━━━━━ Data extracts ━━━━━

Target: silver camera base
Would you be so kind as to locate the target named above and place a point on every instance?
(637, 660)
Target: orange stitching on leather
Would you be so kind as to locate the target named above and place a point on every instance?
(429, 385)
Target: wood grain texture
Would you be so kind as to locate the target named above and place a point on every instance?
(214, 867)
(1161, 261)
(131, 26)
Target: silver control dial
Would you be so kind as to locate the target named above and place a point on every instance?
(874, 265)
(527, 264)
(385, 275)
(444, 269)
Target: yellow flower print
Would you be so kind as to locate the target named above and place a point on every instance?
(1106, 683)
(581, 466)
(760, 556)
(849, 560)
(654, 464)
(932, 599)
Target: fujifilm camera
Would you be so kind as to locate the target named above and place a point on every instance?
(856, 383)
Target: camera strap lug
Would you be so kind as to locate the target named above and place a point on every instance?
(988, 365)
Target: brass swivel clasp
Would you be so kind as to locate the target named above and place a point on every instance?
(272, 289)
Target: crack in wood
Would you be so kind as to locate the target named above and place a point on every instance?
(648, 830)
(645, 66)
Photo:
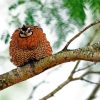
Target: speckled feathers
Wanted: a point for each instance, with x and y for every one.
(35, 46)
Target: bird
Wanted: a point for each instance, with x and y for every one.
(28, 43)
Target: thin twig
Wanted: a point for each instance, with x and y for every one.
(95, 90)
(78, 34)
(83, 79)
(88, 66)
(33, 90)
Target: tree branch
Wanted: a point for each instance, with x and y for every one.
(89, 53)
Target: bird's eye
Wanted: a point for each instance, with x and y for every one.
(28, 30)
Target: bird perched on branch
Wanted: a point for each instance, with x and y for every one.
(28, 43)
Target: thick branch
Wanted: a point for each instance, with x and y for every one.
(90, 53)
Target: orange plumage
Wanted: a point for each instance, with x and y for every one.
(33, 46)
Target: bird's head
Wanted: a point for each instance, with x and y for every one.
(25, 31)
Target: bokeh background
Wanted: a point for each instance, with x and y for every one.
(60, 20)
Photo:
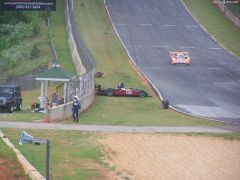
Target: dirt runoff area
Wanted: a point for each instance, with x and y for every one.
(158, 156)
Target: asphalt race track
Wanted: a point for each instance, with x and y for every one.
(150, 29)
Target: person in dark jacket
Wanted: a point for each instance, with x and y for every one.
(75, 109)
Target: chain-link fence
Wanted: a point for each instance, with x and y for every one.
(83, 84)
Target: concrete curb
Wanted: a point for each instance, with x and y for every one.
(28, 168)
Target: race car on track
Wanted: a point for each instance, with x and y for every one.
(180, 58)
(121, 91)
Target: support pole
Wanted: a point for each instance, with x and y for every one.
(42, 95)
(48, 160)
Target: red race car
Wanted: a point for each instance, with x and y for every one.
(180, 58)
(121, 91)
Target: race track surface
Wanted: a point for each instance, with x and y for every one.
(150, 29)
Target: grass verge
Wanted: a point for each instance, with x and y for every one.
(9, 165)
(217, 25)
(72, 154)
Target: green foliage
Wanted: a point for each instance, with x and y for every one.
(35, 51)
(18, 38)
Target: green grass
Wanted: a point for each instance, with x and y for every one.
(97, 32)
(9, 161)
(227, 136)
(216, 24)
(72, 154)
(25, 67)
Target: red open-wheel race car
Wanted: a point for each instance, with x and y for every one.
(121, 91)
(180, 58)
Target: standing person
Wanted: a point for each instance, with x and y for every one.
(75, 109)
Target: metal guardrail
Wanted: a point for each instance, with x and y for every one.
(83, 84)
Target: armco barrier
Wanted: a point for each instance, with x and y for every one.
(227, 12)
(83, 84)
(28, 168)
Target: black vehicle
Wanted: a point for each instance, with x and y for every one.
(10, 97)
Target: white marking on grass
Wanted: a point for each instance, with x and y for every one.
(169, 25)
(213, 68)
(214, 48)
(145, 24)
(160, 46)
(191, 26)
(135, 46)
(191, 47)
(120, 24)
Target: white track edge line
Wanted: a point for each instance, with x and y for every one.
(149, 81)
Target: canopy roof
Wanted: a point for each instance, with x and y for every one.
(55, 74)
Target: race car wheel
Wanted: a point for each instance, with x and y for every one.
(165, 104)
(109, 92)
(10, 109)
(142, 94)
(19, 107)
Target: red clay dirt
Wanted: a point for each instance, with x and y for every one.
(173, 157)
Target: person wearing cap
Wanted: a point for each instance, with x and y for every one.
(75, 109)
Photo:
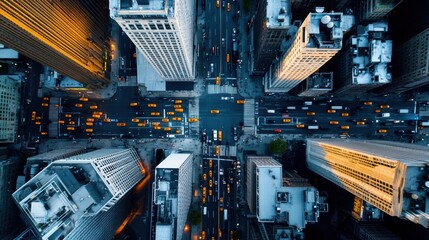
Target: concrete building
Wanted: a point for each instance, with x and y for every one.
(9, 170)
(38, 162)
(391, 176)
(163, 31)
(172, 194)
(365, 61)
(68, 36)
(10, 97)
(411, 69)
(373, 10)
(273, 198)
(309, 47)
(62, 200)
(315, 85)
(272, 20)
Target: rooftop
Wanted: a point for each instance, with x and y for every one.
(278, 13)
(174, 160)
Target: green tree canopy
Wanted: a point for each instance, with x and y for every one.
(277, 147)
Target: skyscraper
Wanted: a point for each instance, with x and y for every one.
(10, 98)
(163, 31)
(272, 20)
(68, 36)
(310, 46)
(70, 197)
(392, 176)
(172, 194)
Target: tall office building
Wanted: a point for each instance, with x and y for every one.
(71, 197)
(172, 195)
(272, 20)
(372, 10)
(68, 36)
(310, 46)
(275, 198)
(411, 70)
(163, 31)
(10, 98)
(9, 170)
(391, 176)
(364, 62)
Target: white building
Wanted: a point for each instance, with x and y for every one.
(364, 62)
(277, 199)
(391, 176)
(310, 46)
(163, 31)
(10, 96)
(62, 201)
(172, 193)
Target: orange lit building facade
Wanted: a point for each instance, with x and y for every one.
(68, 36)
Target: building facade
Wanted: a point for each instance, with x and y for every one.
(365, 61)
(310, 46)
(373, 10)
(172, 195)
(68, 36)
(61, 200)
(411, 70)
(391, 176)
(272, 20)
(10, 98)
(163, 31)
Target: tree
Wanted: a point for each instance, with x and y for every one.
(277, 147)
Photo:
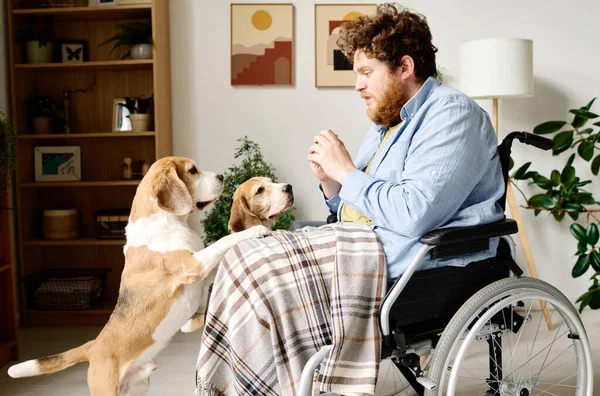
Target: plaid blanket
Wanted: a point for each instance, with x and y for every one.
(277, 300)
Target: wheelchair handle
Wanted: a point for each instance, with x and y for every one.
(532, 140)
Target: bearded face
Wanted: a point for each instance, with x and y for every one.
(384, 108)
(381, 89)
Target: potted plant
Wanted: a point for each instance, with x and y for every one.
(8, 153)
(253, 164)
(36, 34)
(563, 193)
(137, 36)
(139, 112)
(42, 111)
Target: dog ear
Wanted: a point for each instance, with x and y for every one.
(172, 195)
(241, 217)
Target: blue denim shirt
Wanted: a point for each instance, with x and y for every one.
(440, 169)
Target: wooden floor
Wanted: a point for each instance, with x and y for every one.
(176, 364)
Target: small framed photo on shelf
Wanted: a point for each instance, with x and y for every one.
(73, 51)
(121, 121)
(100, 3)
(57, 163)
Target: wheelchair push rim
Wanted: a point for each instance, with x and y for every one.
(508, 374)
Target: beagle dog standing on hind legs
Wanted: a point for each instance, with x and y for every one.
(162, 282)
(257, 201)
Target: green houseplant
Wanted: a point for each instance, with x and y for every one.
(36, 35)
(139, 108)
(253, 164)
(8, 154)
(135, 35)
(563, 193)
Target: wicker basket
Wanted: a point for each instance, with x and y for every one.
(61, 224)
(66, 289)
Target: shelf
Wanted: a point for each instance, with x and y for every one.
(93, 65)
(107, 183)
(92, 13)
(75, 242)
(94, 317)
(85, 135)
(7, 344)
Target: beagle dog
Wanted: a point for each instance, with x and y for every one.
(161, 284)
(259, 201)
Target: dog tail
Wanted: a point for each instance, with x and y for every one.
(51, 364)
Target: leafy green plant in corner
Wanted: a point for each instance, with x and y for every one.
(8, 153)
(563, 193)
(130, 34)
(253, 164)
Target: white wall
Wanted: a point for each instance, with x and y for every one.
(209, 115)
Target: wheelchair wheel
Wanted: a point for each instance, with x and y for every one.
(498, 343)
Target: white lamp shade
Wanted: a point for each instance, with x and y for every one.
(495, 68)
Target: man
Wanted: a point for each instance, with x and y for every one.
(429, 160)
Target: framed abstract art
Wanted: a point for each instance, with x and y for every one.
(57, 163)
(262, 37)
(332, 69)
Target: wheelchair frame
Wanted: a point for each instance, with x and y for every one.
(449, 242)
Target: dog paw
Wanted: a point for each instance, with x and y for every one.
(259, 231)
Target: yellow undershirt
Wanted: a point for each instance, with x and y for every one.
(349, 214)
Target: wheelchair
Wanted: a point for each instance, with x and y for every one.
(478, 326)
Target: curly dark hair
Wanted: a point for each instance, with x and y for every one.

━━━━━

What is needed:
All lines from the start of the entries above through the line containing "Target: orange plumage" must be transcribed exactly, both ends included, and no picture may be copied.

Solution to the problem:
Target: silver camera base
Would you be so kind as to locate the target named above and place a point on every instance?
(637, 660)
Target: orange stitching on leather
Would you be so kind as to locate the target named above and place a point on every instance?
(429, 385)
Target: wood grain texture
Would you be so kind as to locate the target named above and place a point on every instance?
(214, 867)
(1161, 261)
(131, 26)
Target: silver control dial
Would you be so kind as to locate the target named above and place a point on every instance?
(874, 265)
(527, 264)
(385, 275)
(444, 269)
Target: yellow flower print
Would you be so kind as to locate the target named above and place a point on every instance?
(1106, 683)
(581, 466)
(760, 556)
(849, 560)
(654, 464)
(932, 599)
Target: fujifilm camera
Would you be so kind as to locate the target named above and place a point on every instance?
(856, 383)
Target: camera strap lug
Would you be so kind as to locate the target named above and place a point on every instance?
(988, 365)
Target: brass swivel clasp
Would you be so kind as to locate the target named above and place a point on every instance?
(272, 289)
Target: crack in wood
Would you be so kind as to locate the target named above and place a point on every instance?
(648, 830)
(645, 66)
Photo:
Target: speckled feathers
Wanted: a point for each instance, with x and y for every one.
(35, 46)
Target: bird
Wanted: a point for each instance, with x and y for every one.
(28, 43)
Target: thin twig
Wanted: a point for each instance, with x and y for every one.
(95, 90)
(78, 34)
(83, 79)
(88, 66)
(33, 90)
Target: tree branch
Wanted: a point for each instance, with x and y for every one.
(89, 53)
Target: bird's eye
Wanted: a point for each instance, with x and y for every one.
(28, 30)
Target: bird perched on branch
Wanted: a point for each instance, with x and y for every one.
(28, 43)
Target: thick branch
Wanted: a point for each instance, with x and y for every one.
(90, 53)
Target: orange plumage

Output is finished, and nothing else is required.